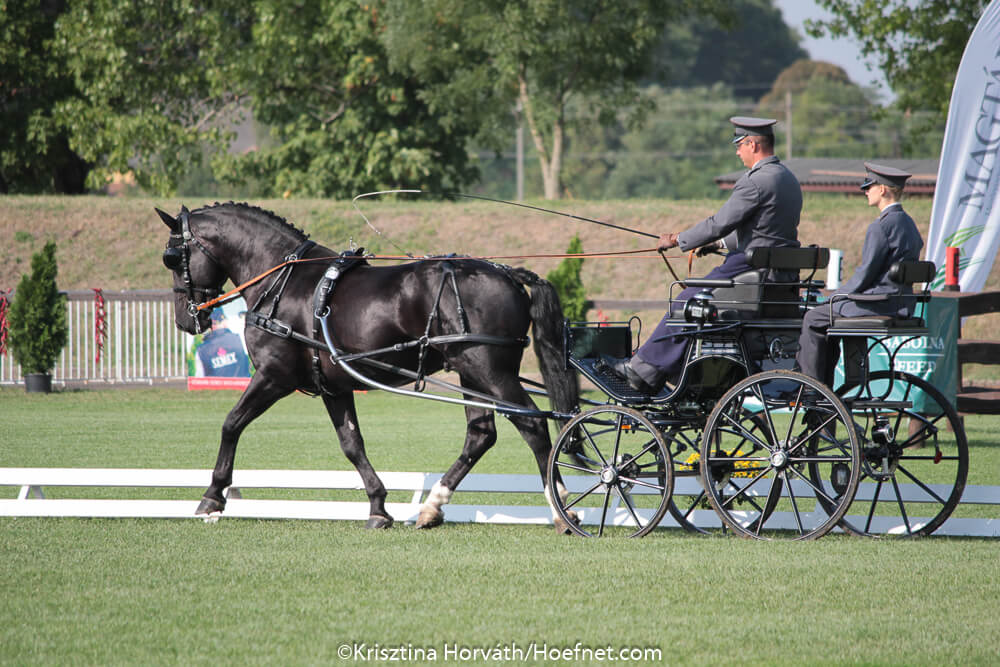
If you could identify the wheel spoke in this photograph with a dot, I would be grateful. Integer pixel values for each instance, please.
(795, 504)
(583, 495)
(604, 512)
(639, 482)
(817, 489)
(590, 438)
(871, 510)
(631, 509)
(928, 490)
(902, 507)
(746, 435)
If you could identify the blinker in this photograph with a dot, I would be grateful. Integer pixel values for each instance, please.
(173, 258)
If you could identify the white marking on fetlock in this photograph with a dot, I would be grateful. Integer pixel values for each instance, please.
(563, 493)
(439, 495)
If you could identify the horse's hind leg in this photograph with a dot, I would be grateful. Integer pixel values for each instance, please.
(480, 434)
(345, 421)
(259, 395)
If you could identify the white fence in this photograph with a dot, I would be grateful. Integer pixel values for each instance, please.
(32, 482)
(141, 344)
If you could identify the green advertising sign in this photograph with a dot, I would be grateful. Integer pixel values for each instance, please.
(933, 357)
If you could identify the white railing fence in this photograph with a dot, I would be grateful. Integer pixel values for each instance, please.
(141, 344)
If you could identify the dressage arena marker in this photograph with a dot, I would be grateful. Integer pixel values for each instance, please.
(31, 500)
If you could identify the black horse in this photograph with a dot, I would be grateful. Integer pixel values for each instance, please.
(370, 308)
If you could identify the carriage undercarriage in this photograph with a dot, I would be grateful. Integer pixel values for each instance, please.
(740, 445)
(744, 444)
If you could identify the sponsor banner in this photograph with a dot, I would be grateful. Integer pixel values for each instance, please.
(966, 211)
(933, 357)
(218, 359)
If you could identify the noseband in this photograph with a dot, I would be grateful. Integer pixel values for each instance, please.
(178, 258)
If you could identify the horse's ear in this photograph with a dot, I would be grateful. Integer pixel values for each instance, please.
(168, 220)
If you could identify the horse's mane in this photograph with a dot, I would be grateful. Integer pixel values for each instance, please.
(258, 213)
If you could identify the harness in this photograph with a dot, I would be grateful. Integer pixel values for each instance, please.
(321, 313)
(179, 257)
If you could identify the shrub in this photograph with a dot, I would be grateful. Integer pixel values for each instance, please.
(566, 279)
(38, 328)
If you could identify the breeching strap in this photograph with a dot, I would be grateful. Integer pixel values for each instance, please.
(235, 292)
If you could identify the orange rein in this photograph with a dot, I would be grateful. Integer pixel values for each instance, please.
(233, 293)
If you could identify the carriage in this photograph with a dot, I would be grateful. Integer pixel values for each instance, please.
(775, 453)
(742, 444)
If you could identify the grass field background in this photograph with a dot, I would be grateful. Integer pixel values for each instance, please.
(293, 592)
(91, 229)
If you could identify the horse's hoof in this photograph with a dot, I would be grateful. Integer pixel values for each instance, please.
(430, 519)
(562, 528)
(210, 506)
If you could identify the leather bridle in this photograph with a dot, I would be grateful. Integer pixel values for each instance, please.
(177, 258)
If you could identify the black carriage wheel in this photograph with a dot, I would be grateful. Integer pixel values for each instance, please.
(915, 460)
(762, 440)
(684, 443)
(616, 471)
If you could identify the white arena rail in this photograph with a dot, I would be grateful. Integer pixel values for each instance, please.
(31, 500)
(141, 346)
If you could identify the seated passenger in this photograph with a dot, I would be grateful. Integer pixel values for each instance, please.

■ ■ ■ ■ ■ ■ ■

Instructions for the task:
Copy all of the records above word for word, leaving out the pictures.

Problem solution:
If you could identify the wheel spoke in this photograph with a dot, I would be grateful. Integer pixel values for each instance, please.
(795, 504)
(583, 495)
(604, 512)
(639, 482)
(817, 489)
(590, 438)
(871, 510)
(631, 509)
(928, 490)
(902, 507)
(746, 435)
If you could identify the blinker in this photograph with a dot, I would be grateful. Integer pixel values for each instance, please.
(173, 258)
If you could identify the white marking on fetlock in this photograph with a dot, I would be grateful. Integer pixel values for each instance, please.
(563, 493)
(439, 495)
If you could identify the horse's hind leg in this photograph with a dot, I would be grateful. Integer pixel values for each instance, please.
(480, 434)
(345, 421)
(259, 395)
If you could identify the white fence in this photograph with a dot, I would be grateful. Integer pixel values for each instance, please.
(32, 482)
(141, 344)
If you could identify the green advertising sign in this photograph with a dot, I would be grateful. Integer pixel values for each instance, please.
(933, 357)
If you could identify the white railing fence in this photograph with a dot, I would be grateful. Integer pixel values for each instance, please.
(141, 344)
If you could identify the dressage arena marker in this photograph with a dot, I would be grateful. Integer pixel values for each instance, please.
(31, 500)
If you could identify the black horse in this photograph with a dot, I would be grateful. Integer pixel values for each instance, please.
(370, 308)
If you could identify the carriage undercarriage in this photograph with a dot, I would be grateful. Integer pixel values for each instance, please.
(740, 445)
(744, 444)
If you could identify the sponsor banner in this photograph with a dot, I would be grateful. Integer pixel values for each instance, please.
(966, 211)
(933, 357)
(218, 359)
If you could identify the noseband in this photograph with a dot, I would be grateful. Integer pixel values for each instance, please.
(178, 258)
If you could identify the horse's ear in this photograph with a dot, I would be grateful. Integer pixel values for each instance, please.
(168, 220)
If you could identify the horse's mane in this photograph with a dot, I would be grateful. Integer pixel values for each instance, please.
(258, 213)
If you could identify the harness in this photograph with a dot, I would be grateful. Integer pixel values for each instance, please.
(321, 313)
(179, 257)
If you could identify the shrub in this photograph with a dot, I would be grateful. Integer pixel values for each instance, please.
(566, 279)
(38, 328)
If you could identify the breeching strap in this photograph with a dot, I would be grateful. Integer pixel values for each instance, please.
(235, 292)
If you could identify the orange rein in this photograph with a dot, I would be grateful. Integer pixel values for each instance, please.
(233, 293)
If you could identify the carriage in this photograph with a dot, I would be grateful. Integer pixel values for each instance, please.
(775, 453)
(742, 444)
If you could identify the grass field background in this photograph with a dot, I would be grateful. Integer pixel values for each instance, please.
(293, 592)
(91, 229)
If you could identify the horse's hoof in this photograph with a dot, I would be grateful. Integer pixel values for each instance, please.
(430, 519)
(562, 528)
(210, 506)
If you could identify the leather bridle in this photograph with a dot, I would be grateful. Integer pixel values for each instance, please.
(177, 258)
If you could identify the black carriage wheel in this photograph with a dot, I would be grateful. Integer pixel values for each instance, please.
(915, 460)
(762, 440)
(684, 443)
(616, 471)
If you could identify the white arena rail in this photograph with a dot, I would be grateful. Integer pixel values for each instance, please.
(31, 500)
(141, 346)
If you could identify the seated passenger in this photograph with a dot, I would be grateful. Integer pixel values for each instance, please.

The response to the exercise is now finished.